### EXERCISE DATA ###
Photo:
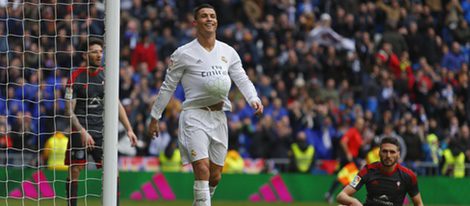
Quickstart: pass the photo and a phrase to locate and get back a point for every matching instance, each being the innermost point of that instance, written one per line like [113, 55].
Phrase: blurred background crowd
[323, 69]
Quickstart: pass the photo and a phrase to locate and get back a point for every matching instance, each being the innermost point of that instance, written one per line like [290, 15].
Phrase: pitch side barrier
[255, 187]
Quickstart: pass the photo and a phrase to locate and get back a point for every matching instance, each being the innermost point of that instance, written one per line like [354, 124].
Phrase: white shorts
[203, 134]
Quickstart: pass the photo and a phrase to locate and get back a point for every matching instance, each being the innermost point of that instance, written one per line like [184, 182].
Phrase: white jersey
###
AIM OF THE EXERCISE: Retype all entries above verbatim; no pictures belong in the copy.

RESULT FOR THIS TASK:
Photo:
Quickstart: pass the photo and a phrase to locate and get back a point for every matching instance, each being the innermost point of that instance, written one per line like [113, 55].
Phrase: blurred background crowd
[323, 69]
Quickstart: pass the photo and a phrase to locate and get back a point for every matching instance, each being the innermost point of that instance, written one per line like [290, 15].
Phrase: pitch side barrier
[255, 187]
Quickstart: pass the photo and a phrase to locate and get back a point for every matching instance, each being the innermost point of that instance, written one per line like [354, 124].
Phrase: white shorts
[203, 134]
Quickstart: pass the photo and a phrase to locate and get back a point for every matching instance, each being the innermost point of that instance, written one per line like [184, 182].
Phrase: white jersey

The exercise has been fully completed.